**ARBEITSAUFTRAG**
Gib aus dem Text über das Sterben im Gefängnis den Teil von „Umbauten von Krankenzimmern, zusätzliche“ bis „die Anstaltsleitung übereinstimmend.“ Wort für Wort wieder.

Wenn das Leben im Gefängnis endet – Palliativversorgung hinter Gittern
Die Gefängnisse in Deutschland stehen vor einer Herausforderung, die bislang kaum im öffentlichen Bewusstsein angekommen ist: Immer mehr ältere Menschen verbüßen dort ihre Strafen. Und immer mehr sterben auch hinter Gittern. Doch wie kann ein menschenwürdiges Sterben im Vollzug aussehen?
Immer mehr alte Menschen im Gefängnis
Die deutsche Gesellschaft altert… und damit auch die Gefangenen. Zwar stellen über 60-Jährige unter den Strafgefangenen noch eine Minderheit dar, doch sie sind die am schnellsten wachsende Gruppe. Fachleute sprechen sogar von „hyper aging“, da Gefangene im Vergleich zur übrigen Bevölkerung schneller altern.
Die Folge: In den kommenden Jahren wird die Zahl sterbender Häftlinge deutlich zunehmen. Doch bislang wird Sterben im Vollzug noch eher als Ausnahme betrachtet. Ein Umstand, der zunehmend an seine Grenzen stößt.
Würdevoll sterben – auch hinter Gittern
Besonders deutlich zeigt sich die Entwicklung im Justizvollzugskrankenhaus NRW. Dort hat man gemeinsam mit Hospizeinrichtungen ein Konzept entwickelt, das Sterbenden im Gefängnis ein würdevolles Ende ermöglichen soll.
„Palliativmedizin ist nichts, was man nebenbei tut“, betonen die Verantwortlichen. Sie erfordert geschultes Pflegepersonal, spezialisierte Ärztinnen und Ärzte sowie Unterstützung durch Seelsorge und Sozialdienste. Auch die Vollzugsbediensteten stehen vor großen Herausforderungen. Der Umgang mit sterbenden Menschen verlangt nicht nur medizinisches Wissen, sondern auch Einfühlungsvermögen – im Kontakt mit den Betroffenen ebenso wie mit deren Angehörigen.
Zwischen Anspruch und Realität
Ein Kernproblem bleibt jedoch: Geld.
Umbauten von Krankenzimmern, zusätzliche Fachkräfte, Fortbildungen – all das kostet. Die Haushaltsmittel sind knapp und die Prioritäten sind auf verschiedene Projekte im Land NRW unterschiedlich gewichtet. Mancherorts heißt es lapidar: „Gestorben wurde doch schon immer im Justizvollzugskrankenhaus.“ Das stimmt, aber die entscheidende Frage lautet: Wie wird gestorben? In Würde und in einer fürsorglichen Umgebung oder einsam in einem kargen Haftraum?
Eine Frage der Menschlichkeit
Die Verantwortlichen im Justizvollzugskrankenhaus NRW sind bereit, diese Aufgabe für das Land zu übernehmen. Dafür benötigen sie jedoch politische und finanzielle Unterstützung. „Auch Gefangene haben das Recht auf ein würdevolles Sterben“, betonen Ärztinnen und Ärzte, Pflegekräfte und die Anstaltsleitung übereinstimmend.
Der demografische Wandel stellt die gesamte Gesellschaft vor neue Herausforderungen – im Strafvollzug zeigen sie sich jedoch mit besonderer Dringlichkeit. Denn Gefangene können nur das in Anspruch nehmen, was innerhalb der Mauern angeboten wird. Der Umgang mit Sterbenden im Vollzug ist daher nicht nur eine medizinische, sondern vor allem eine gesellschaftliche Frage. Wie viel Menschlichkeit gestehen wir jenen zu, die am Rande der Gesellschaft stehen – auch in ihren letzten Tagen? Oft vergessen, aber von zentraler Bedeutung: das Personal. Es leistet unter diesen schwierigen Bedingungen einen elementaren Beitrag. Doch wie lange hält es dieser ständig steigenden Belastung stand?

**VORLIEGENDE DATEN**
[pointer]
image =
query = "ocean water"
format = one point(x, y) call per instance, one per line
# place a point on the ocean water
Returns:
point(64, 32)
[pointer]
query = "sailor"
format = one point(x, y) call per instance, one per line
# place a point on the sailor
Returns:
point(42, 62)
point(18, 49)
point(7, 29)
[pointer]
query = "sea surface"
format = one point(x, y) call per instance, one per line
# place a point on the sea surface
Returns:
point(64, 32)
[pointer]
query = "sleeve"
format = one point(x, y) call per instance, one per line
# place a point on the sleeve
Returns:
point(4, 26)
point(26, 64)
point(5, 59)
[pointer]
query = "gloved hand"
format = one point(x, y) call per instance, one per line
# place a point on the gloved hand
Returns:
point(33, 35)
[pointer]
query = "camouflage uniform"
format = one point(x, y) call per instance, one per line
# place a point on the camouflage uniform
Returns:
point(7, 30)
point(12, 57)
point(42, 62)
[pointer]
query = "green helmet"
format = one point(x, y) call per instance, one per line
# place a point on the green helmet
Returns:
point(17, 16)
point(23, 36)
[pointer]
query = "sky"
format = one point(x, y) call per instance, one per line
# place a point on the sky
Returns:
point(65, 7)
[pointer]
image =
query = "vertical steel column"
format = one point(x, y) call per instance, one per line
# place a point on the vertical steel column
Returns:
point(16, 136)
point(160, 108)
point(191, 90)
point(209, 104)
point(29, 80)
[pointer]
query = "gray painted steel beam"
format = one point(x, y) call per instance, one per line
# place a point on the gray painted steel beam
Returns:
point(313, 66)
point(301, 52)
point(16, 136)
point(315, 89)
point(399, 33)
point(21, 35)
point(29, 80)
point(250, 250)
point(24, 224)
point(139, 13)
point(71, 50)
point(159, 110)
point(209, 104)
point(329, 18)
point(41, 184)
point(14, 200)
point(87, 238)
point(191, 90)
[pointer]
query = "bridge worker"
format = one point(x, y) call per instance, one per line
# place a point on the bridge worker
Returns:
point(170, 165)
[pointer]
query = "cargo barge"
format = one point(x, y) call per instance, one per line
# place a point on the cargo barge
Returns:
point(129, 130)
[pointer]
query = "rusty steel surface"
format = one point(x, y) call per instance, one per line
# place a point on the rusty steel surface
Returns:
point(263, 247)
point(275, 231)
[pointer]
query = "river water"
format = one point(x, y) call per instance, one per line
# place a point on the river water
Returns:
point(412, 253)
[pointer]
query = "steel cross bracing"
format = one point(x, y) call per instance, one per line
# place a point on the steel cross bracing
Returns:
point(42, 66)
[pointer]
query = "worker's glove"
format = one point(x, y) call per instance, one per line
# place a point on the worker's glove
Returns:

**ERGEBNIS DER AUFGABE**
Umbauten von Krankenzimmern, zusätzliche Fachkräfte, Fortbildungen – all das kostet. Die Haushaltsmittel sind knapp und die Prioritäten sind auf verschiedene Projekte im Land NRW unterschiedlich gewichtet. Mancherorts heißt es lapidar: „Gestorben wurde doch schon immer im Justizvollzugskrankenhaus.“ Das stimmt, aber die entscheidende Frage lautet: Wie wird gestorben? In Würde und in einer fürsorglichen Umgebung oder einsam in einem kargen Haftraum?
Eine Frage der Menschlichkeit
Die Verantwortlichen im Justizvollzugskrankenhaus NRW sind bereit, diese Aufgabe für das Land zu übernehmen. Dafür benötigen sie jedoch politische und finanzielle Unterstützung. „Auch Gefangene haben das Recht auf ein würdevolles Sterben“, betonen Ärztinnen und Ärzte, Pflegekräfte und die Anstaltsleitung übereinstimmend.